- _What you are asked to do_:
The tail of the records, from the line containing "detecting black jacket" through the final line, should be printed exactly and on its own.

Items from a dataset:

******

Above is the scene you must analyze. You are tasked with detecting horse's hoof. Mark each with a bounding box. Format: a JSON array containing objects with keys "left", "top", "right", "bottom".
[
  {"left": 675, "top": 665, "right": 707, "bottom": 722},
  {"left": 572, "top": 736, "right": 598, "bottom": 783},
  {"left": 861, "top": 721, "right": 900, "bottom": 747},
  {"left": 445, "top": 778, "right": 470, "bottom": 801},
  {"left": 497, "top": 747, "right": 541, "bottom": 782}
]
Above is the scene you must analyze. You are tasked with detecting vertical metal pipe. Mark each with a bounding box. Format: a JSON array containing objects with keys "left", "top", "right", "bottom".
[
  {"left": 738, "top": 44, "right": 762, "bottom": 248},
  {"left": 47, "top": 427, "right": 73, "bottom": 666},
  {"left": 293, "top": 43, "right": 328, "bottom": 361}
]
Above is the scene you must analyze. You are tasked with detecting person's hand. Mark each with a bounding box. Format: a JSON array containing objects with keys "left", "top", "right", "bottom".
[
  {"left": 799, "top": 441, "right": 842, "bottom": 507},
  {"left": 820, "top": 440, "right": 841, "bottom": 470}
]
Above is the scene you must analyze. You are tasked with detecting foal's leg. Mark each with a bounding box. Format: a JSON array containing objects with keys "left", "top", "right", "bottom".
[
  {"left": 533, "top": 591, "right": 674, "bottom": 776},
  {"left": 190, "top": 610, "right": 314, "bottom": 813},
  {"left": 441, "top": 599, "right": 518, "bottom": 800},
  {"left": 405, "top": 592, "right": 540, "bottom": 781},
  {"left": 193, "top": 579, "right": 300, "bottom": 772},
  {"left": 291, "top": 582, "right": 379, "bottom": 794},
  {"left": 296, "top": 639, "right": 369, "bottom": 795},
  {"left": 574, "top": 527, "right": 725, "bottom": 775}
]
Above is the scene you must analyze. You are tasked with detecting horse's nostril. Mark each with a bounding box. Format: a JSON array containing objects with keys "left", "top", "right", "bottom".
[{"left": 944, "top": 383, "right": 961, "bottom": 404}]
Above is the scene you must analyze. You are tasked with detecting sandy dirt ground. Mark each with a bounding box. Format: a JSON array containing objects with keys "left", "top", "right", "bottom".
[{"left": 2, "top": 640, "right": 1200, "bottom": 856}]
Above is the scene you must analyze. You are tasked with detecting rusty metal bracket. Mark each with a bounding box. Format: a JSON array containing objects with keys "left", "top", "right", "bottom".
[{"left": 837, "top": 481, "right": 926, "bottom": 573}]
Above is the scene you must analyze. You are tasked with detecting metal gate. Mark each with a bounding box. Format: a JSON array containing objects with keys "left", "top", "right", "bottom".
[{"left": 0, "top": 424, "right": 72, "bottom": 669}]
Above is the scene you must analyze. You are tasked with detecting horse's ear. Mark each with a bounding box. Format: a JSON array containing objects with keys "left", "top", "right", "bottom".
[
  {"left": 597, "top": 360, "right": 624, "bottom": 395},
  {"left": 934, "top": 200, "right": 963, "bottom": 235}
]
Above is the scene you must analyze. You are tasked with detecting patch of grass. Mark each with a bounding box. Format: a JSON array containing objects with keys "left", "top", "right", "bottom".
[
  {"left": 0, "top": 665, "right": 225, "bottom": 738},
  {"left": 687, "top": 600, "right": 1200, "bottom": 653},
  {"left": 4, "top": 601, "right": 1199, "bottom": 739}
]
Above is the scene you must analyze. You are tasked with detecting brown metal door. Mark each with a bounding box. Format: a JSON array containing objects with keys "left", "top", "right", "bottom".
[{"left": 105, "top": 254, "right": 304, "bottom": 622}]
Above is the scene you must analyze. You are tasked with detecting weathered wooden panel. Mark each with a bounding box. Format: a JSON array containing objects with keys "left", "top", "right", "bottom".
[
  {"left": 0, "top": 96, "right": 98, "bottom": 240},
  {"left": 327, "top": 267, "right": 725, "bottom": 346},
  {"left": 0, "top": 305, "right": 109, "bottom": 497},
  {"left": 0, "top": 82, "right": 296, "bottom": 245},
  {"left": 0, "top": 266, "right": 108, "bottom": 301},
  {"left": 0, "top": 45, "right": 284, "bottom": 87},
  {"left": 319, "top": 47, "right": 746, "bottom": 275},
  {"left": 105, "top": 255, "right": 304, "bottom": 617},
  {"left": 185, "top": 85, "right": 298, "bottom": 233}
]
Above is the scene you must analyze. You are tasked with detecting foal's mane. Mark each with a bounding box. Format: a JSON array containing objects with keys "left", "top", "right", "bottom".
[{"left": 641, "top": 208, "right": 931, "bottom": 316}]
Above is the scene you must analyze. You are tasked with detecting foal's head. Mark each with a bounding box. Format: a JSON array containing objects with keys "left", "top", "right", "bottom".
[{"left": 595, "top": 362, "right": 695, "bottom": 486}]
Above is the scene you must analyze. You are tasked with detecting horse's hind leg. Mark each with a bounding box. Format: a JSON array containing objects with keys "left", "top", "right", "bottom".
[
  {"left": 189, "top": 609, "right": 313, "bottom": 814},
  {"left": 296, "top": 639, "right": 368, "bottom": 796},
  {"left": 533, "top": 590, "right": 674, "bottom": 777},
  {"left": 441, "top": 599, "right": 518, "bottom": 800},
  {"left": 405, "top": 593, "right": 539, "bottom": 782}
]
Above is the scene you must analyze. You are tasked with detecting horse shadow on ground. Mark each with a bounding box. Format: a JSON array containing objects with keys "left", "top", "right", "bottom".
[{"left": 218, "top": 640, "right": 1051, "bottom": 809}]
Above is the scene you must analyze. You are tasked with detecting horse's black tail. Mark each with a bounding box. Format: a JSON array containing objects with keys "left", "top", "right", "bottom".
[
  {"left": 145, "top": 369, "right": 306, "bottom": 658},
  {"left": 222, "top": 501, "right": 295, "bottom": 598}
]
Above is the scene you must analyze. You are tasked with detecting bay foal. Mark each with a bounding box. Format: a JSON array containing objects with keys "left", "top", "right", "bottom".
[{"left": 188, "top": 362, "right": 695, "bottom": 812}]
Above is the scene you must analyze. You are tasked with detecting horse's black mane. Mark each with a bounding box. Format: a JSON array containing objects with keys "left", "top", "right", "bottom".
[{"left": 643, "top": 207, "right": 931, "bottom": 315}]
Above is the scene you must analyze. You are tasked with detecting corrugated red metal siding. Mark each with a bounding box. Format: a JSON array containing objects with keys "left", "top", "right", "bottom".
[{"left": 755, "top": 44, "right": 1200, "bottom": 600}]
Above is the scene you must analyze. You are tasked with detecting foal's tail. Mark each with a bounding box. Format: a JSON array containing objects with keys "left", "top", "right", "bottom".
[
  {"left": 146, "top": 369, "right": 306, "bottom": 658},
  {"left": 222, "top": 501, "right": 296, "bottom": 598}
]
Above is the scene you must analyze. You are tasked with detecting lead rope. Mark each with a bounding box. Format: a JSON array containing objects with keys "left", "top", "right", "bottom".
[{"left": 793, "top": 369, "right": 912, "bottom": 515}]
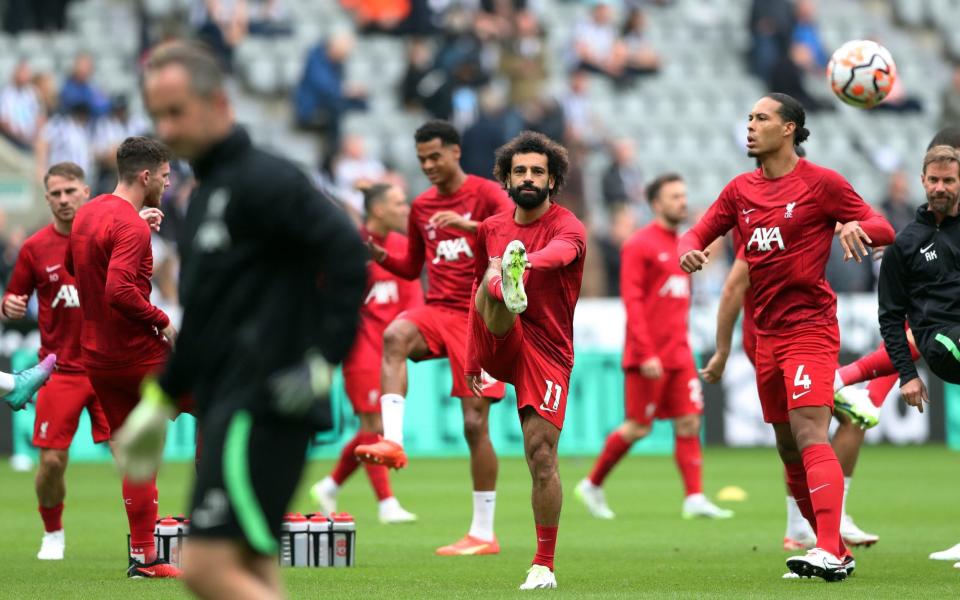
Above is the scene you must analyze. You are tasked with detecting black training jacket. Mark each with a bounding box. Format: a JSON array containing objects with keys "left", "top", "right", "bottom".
[
  {"left": 157, "top": 127, "right": 366, "bottom": 417},
  {"left": 878, "top": 205, "right": 960, "bottom": 383}
]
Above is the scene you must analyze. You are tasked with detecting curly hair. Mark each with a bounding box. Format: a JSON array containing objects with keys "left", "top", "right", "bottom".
[
  {"left": 117, "top": 136, "right": 172, "bottom": 184},
  {"left": 493, "top": 131, "right": 569, "bottom": 194}
]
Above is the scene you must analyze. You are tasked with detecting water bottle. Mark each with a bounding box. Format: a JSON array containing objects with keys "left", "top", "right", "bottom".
[
  {"left": 281, "top": 513, "right": 309, "bottom": 567},
  {"left": 330, "top": 513, "right": 356, "bottom": 567},
  {"left": 156, "top": 517, "right": 180, "bottom": 567},
  {"left": 307, "top": 513, "right": 332, "bottom": 567}
]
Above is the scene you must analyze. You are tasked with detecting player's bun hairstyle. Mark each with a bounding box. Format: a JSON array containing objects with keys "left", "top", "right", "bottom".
[
  {"left": 117, "top": 136, "right": 173, "bottom": 184},
  {"left": 362, "top": 182, "right": 394, "bottom": 214},
  {"left": 144, "top": 40, "right": 225, "bottom": 98},
  {"left": 922, "top": 145, "right": 960, "bottom": 175},
  {"left": 645, "top": 172, "right": 683, "bottom": 204},
  {"left": 928, "top": 125, "right": 960, "bottom": 150},
  {"left": 493, "top": 130, "right": 569, "bottom": 194},
  {"left": 414, "top": 120, "right": 460, "bottom": 147},
  {"left": 765, "top": 93, "right": 810, "bottom": 146},
  {"left": 44, "top": 162, "right": 85, "bottom": 187}
]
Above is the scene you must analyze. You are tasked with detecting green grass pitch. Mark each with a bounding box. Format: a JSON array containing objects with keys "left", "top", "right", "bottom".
[{"left": 0, "top": 445, "right": 957, "bottom": 599}]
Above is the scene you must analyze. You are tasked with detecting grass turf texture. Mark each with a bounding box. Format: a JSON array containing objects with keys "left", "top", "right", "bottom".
[{"left": 0, "top": 446, "right": 956, "bottom": 599}]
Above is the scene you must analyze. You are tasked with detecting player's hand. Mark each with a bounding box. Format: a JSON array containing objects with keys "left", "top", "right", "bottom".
[
  {"left": 900, "top": 377, "right": 928, "bottom": 413},
  {"left": 161, "top": 323, "right": 178, "bottom": 348},
  {"left": 467, "top": 375, "right": 483, "bottom": 398},
  {"left": 114, "top": 378, "right": 175, "bottom": 482},
  {"left": 366, "top": 238, "right": 387, "bottom": 263},
  {"left": 2, "top": 294, "right": 28, "bottom": 320},
  {"left": 872, "top": 245, "right": 886, "bottom": 261},
  {"left": 639, "top": 356, "right": 663, "bottom": 379},
  {"left": 139, "top": 208, "right": 164, "bottom": 232},
  {"left": 838, "top": 221, "right": 872, "bottom": 264},
  {"left": 699, "top": 350, "right": 729, "bottom": 384},
  {"left": 679, "top": 249, "right": 710, "bottom": 273},
  {"left": 429, "top": 210, "right": 475, "bottom": 232}
]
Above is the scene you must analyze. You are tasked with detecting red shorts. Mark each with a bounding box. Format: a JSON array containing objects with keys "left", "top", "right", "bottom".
[
  {"left": 342, "top": 369, "right": 381, "bottom": 414},
  {"left": 399, "top": 305, "right": 506, "bottom": 400},
  {"left": 33, "top": 372, "right": 110, "bottom": 449},
  {"left": 86, "top": 362, "right": 164, "bottom": 430},
  {"left": 624, "top": 364, "right": 703, "bottom": 426},
  {"left": 743, "top": 319, "right": 758, "bottom": 367},
  {"left": 471, "top": 315, "right": 569, "bottom": 430},
  {"left": 755, "top": 324, "right": 839, "bottom": 424}
]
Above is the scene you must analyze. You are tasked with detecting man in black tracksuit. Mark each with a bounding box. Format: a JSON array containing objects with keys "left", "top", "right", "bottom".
[
  {"left": 878, "top": 144, "right": 960, "bottom": 413},
  {"left": 122, "top": 43, "right": 365, "bottom": 599}
]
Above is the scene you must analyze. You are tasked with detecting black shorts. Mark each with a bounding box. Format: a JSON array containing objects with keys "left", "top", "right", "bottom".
[
  {"left": 923, "top": 324, "right": 960, "bottom": 385},
  {"left": 188, "top": 401, "right": 313, "bottom": 555}
]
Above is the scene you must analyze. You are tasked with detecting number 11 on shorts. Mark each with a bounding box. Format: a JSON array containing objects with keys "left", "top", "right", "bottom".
[{"left": 541, "top": 380, "right": 562, "bottom": 413}]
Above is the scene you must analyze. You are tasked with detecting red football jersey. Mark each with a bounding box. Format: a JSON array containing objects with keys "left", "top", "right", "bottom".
[
  {"left": 679, "top": 159, "right": 894, "bottom": 334},
  {"left": 379, "top": 175, "right": 512, "bottom": 312},
  {"left": 467, "top": 203, "right": 586, "bottom": 373},
  {"left": 344, "top": 228, "right": 424, "bottom": 372},
  {"left": 66, "top": 194, "right": 169, "bottom": 370},
  {"left": 621, "top": 221, "right": 692, "bottom": 370},
  {"left": 3, "top": 225, "right": 84, "bottom": 373}
]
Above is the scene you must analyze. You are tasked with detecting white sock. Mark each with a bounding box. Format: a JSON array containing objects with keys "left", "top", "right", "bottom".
[
  {"left": 833, "top": 370, "right": 843, "bottom": 392},
  {"left": 378, "top": 496, "right": 399, "bottom": 513},
  {"left": 0, "top": 371, "right": 14, "bottom": 395},
  {"left": 684, "top": 492, "right": 706, "bottom": 504},
  {"left": 468, "top": 491, "right": 496, "bottom": 542},
  {"left": 319, "top": 475, "right": 339, "bottom": 496},
  {"left": 380, "top": 394, "right": 405, "bottom": 445},
  {"left": 785, "top": 495, "right": 806, "bottom": 536},
  {"left": 842, "top": 476, "right": 851, "bottom": 518}
]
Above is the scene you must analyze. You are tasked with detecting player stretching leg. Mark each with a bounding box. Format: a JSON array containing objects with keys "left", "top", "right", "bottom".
[
  {"left": 681, "top": 93, "right": 894, "bottom": 581},
  {"left": 576, "top": 173, "right": 731, "bottom": 521},
  {"left": 2, "top": 163, "right": 104, "bottom": 560},
  {"left": 467, "top": 131, "right": 586, "bottom": 589},
  {"left": 311, "top": 184, "right": 420, "bottom": 524},
  {"left": 67, "top": 137, "right": 181, "bottom": 578},
  {"left": 356, "top": 121, "right": 514, "bottom": 555}
]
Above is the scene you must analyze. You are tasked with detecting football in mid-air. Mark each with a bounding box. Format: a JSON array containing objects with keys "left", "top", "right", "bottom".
[{"left": 827, "top": 40, "right": 897, "bottom": 108}]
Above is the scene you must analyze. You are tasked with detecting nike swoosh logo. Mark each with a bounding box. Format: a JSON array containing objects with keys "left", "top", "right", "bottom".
[
  {"left": 741, "top": 209, "right": 756, "bottom": 214},
  {"left": 792, "top": 390, "right": 811, "bottom": 400},
  {"left": 809, "top": 483, "right": 830, "bottom": 494},
  {"left": 45, "top": 264, "right": 60, "bottom": 272},
  {"left": 920, "top": 243, "right": 934, "bottom": 253},
  {"left": 537, "top": 538, "right": 550, "bottom": 542},
  {"left": 139, "top": 569, "right": 156, "bottom": 576}
]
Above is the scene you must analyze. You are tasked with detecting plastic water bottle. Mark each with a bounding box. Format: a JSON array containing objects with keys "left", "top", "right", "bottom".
[
  {"left": 281, "top": 513, "right": 309, "bottom": 567},
  {"left": 330, "top": 513, "right": 355, "bottom": 567},
  {"left": 156, "top": 517, "right": 180, "bottom": 566},
  {"left": 307, "top": 513, "right": 332, "bottom": 567}
]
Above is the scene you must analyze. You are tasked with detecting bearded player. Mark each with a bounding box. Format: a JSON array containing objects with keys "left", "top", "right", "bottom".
[
  {"left": 311, "top": 183, "right": 421, "bottom": 523},
  {"left": 356, "top": 121, "right": 514, "bottom": 555},
  {"left": 467, "top": 131, "right": 586, "bottom": 589},
  {"left": 679, "top": 93, "right": 894, "bottom": 581},
  {"left": 576, "top": 173, "right": 731, "bottom": 521},
  {"left": 66, "top": 136, "right": 180, "bottom": 578}
]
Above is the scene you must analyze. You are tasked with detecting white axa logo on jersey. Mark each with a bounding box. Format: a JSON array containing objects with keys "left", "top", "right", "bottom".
[
  {"left": 432, "top": 237, "right": 474, "bottom": 264},
  {"left": 747, "top": 227, "right": 785, "bottom": 252},
  {"left": 365, "top": 280, "right": 399, "bottom": 305},
  {"left": 658, "top": 274, "right": 690, "bottom": 298},
  {"left": 51, "top": 284, "right": 80, "bottom": 308}
]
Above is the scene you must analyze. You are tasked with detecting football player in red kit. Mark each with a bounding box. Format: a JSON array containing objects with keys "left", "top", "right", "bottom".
[
  {"left": 2, "top": 163, "right": 106, "bottom": 561},
  {"left": 679, "top": 94, "right": 894, "bottom": 581},
  {"left": 311, "top": 183, "right": 422, "bottom": 523},
  {"left": 356, "top": 121, "right": 513, "bottom": 555},
  {"left": 467, "top": 131, "right": 586, "bottom": 590},
  {"left": 66, "top": 136, "right": 180, "bottom": 578},
  {"left": 576, "top": 173, "right": 732, "bottom": 521}
]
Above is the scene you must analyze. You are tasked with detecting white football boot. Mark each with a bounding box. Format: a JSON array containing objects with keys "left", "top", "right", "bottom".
[
  {"left": 833, "top": 386, "right": 880, "bottom": 429},
  {"left": 519, "top": 565, "right": 557, "bottom": 590},
  {"left": 501, "top": 240, "right": 529, "bottom": 314},
  {"left": 930, "top": 542, "right": 960, "bottom": 561},
  {"left": 574, "top": 479, "right": 615, "bottom": 520},
  {"left": 840, "top": 514, "right": 879, "bottom": 547},
  {"left": 37, "top": 529, "right": 65, "bottom": 560},
  {"left": 682, "top": 493, "right": 734, "bottom": 519},
  {"left": 378, "top": 497, "right": 418, "bottom": 524},
  {"left": 786, "top": 547, "right": 847, "bottom": 582}
]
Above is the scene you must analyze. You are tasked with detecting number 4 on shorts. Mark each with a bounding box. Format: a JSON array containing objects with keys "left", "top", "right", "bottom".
[{"left": 794, "top": 365, "right": 812, "bottom": 390}]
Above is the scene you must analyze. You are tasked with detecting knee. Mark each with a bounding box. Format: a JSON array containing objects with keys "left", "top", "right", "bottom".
[
  {"left": 620, "top": 420, "right": 650, "bottom": 442},
  {"left": 462, "top": 411, "right": 488, "bottom": 445},
  {"left": 382, "top": 323, "right": 412, "bottom": 358},
  {"left": 673, "top": 415, "right": 701, "bottom": 438},
  {"left": 39, "top": 452, "right": 66, "bottom": 476},
  {"left": 526, "top": 440, "right": 557, "bottom": 485}
]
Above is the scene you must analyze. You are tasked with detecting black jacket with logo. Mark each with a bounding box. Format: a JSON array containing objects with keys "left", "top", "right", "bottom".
[
  {"left": 157, "top": 127, "right": 366, "bottom": 420},
  {"left": 878, "top": 205, "right": 960, "bottom": 383}
]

******

- _Answer box_:
Above is the scene you must analyze. You are tasked with detecting black jacket with logo. Mark each with a bounding box. Format: a JSON array containing objects with keys "left", "top", "right", "bottom".
[
  {"left": 157, "top": 127, "right": 366, "bottom": 420},
  {"left": 878, "top": 205, "right": 960, "bottom": 383}
]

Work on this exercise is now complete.